__WORK INSTRUCTIONS__
Reproduce each entry below verbatim.

__Saved data entries__

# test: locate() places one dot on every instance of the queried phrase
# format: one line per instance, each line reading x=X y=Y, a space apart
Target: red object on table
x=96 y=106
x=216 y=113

__RESULT FOR THIS TASK__
# test: locate() places one dot on every instance of the queried phrase
# format: one line per instance, each line reading x=X y=Y, a space apart
Target: red object on table
x=96 y=106
x=216 y=113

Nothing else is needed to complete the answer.